▶ _What to produce_: Give the whole listing again, exactly as written.

++++ Provided data

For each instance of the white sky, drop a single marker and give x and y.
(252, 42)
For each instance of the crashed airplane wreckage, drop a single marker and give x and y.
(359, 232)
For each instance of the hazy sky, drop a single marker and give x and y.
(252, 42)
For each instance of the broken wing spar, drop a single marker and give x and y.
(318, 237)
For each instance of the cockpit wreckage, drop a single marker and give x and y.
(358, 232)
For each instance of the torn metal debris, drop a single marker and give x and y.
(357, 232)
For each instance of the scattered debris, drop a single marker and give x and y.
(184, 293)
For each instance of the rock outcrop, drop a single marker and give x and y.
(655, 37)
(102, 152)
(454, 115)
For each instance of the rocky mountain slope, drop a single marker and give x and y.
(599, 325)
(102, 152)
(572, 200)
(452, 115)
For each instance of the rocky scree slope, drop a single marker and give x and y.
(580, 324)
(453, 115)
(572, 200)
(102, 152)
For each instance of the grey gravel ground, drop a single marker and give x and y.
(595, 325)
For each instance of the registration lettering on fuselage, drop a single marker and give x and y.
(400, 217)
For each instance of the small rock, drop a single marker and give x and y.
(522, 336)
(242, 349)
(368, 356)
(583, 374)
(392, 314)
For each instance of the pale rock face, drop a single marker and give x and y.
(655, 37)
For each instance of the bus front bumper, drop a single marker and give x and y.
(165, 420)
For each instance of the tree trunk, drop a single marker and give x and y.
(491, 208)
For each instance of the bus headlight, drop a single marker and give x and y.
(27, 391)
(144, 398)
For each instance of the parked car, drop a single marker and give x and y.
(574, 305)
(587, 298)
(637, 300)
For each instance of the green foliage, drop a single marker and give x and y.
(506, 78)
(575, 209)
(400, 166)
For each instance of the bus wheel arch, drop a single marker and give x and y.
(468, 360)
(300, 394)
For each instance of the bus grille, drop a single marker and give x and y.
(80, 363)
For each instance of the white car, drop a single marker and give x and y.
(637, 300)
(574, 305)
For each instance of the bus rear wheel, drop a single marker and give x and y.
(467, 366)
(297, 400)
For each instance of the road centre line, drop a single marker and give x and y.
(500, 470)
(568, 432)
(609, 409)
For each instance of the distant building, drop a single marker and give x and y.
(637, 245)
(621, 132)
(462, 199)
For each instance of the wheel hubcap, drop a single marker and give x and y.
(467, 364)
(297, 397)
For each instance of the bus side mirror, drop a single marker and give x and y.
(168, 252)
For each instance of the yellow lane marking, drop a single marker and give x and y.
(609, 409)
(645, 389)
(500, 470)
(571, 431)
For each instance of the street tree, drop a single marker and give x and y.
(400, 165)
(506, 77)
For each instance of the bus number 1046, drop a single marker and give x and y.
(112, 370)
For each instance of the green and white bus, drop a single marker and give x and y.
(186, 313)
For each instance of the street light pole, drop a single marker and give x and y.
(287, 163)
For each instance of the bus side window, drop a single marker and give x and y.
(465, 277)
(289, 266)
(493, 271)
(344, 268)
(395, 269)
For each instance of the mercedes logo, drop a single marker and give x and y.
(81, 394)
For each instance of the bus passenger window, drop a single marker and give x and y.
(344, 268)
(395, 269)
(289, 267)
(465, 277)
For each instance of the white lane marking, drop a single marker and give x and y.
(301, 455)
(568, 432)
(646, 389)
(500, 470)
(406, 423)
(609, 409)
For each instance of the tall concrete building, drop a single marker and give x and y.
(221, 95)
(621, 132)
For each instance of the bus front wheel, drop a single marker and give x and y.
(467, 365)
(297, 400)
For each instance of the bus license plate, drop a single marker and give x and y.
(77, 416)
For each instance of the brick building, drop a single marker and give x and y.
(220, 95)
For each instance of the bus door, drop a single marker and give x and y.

++++++++

▶ _Response below_:
For each instance of the white sky, drop a single marker and give x and y.
(252, 42)
For each instance of the crashed airplane wreckage, drop a single marker and give x and y.
(359, 232)
For each instance of the hazy sky, drop a single marker and give x and y.
(252, 42)
For each instance of the broken wing spar, drop a single marker and give x and y.
(318, 237)
For each instance of the cockpit wreckage, drop a single marker and give x and y.
(358, 232)
For each instance of the torn metal debris, drop a single marker and give x and y.
(357, 232)
For each instance of the scattered debris, drop a single marker and give x and y.
(184, 293)
For each instance of the rock outcrop, drop a single marker and give x and y.
(655, 37)
(102, 152)
(454, 115)
For each instance of the rocky mountain slope, drop a single marker and give x and y.
(599, 325)
(102, 152)
(572, 200)
(452, 115)
For each instance of the rocky scree slope, drop a single marker and give x and y.
(580, 324)
(453, 115)
(572, 200)
(102, 152)
For each instance of the grey gravel ground, drop a single marker and give x and y.
(595, 325)
For each instance of the registration lettering on fuselage, drop a single marker and give x and y.
(400, 217)
For each instance of the small rock, drop a single marker and give x and y.
(522, 336)
(242, 349)
(368, 356)
(583, 374)
(392, 314)
For each instance of the pale rock face, drop a single marker and give x and y.
(655, 37)
For each instance of the bus front bumper, drop a single marker and give x and y.
(165, 420)
For each instance of the tree trunk, drop a single marker and give x and y.
(491, 208)
For each instance of the bus headlight, drop a single marker and give x and y.
(27, 391)
(144, 398)
For each instance of the parked car, drop a single marker and give x and y.
(574, 305)
(587, 298)
(637, 300)
For each instance of the green foliage, drop a single marker and give x and y.
(506, 78)
(575, 209)
(400, 166)
For each instance of the bus wheel arch, drop a single marker and give x and y.
(468, 360)
(300, 394)
For each instance of the bus grille, drop a single marker and give x and y.
(80, 363)
For each instance of the white car, drop a single marker and give x and y.
(637, 300)
(574, 305)
For each instance of the bus rear wheel, drop a single marker and give x and y.
(467, 366)
(297, 400)
For each instance of the road centre line, drop a single marker and give x and y.
(500, 470)
(568, 432)
(609, 409)
For each instance of the distant building, drop a single marker and give x and y.
(637, 245)
(621, 132)
(462, 199)
For each instance of the wheel hubcap, drop a single marker and give x and y.
(467, 364)
(297, 397)
For each instance of the bus side mirror, drop a single marker and give x and y.
(168, 252)
For each instance of the yellow lane marking, drop a single marker and give x and y.
(609, 409)
(645, 389)
(500, 470)
(571, 431)
For each instance of the street tree, drop a single marker and give x and y.
(400, 165)
(506, 77)
For each instance of the bus number 1046, drop a single marker and give x and y.
(112, 370)
For each instance of the green and white bus, drop a single marker and give x and y.
(186, 313)
For each instance of the street light pole, drop a single marker and give x and y.
(287, 163)
For each instance of the bus side window, drop a single marker and give x and y.
(465, 277)
(289, 266)
(493, 271)
(344, 268)
(395, 269)
For each instance of the mercedes logo, drop a single marker and give x and y.
(81, 394)
For each instance of the bus passenger window, drop a single marker and give x and y.
(344, 268)
(395, 269)
(289, 267)
(465, 277)
For each instance of the white lane marking, drop a single marker and give x and y.
(301, 455)
(568, 432)
(646, 389)
(500, 470)
(406, 423)
(609, 409)
For each instance of the tall concrete building, drop a single marker and give x and y.
(221, 95)
(621, 132)
For each instance of the bus front wheel, drop a single marker and give x and y.
(467, 365)
(297, 400)
For each instance of the bus license plate, drop a single marker and give x and y.
(77, 416)
For each instance of the brick building, drop a single marker and give x and y.
(220, 95)
For each instance of the bus door, drop a single marker and give x and y.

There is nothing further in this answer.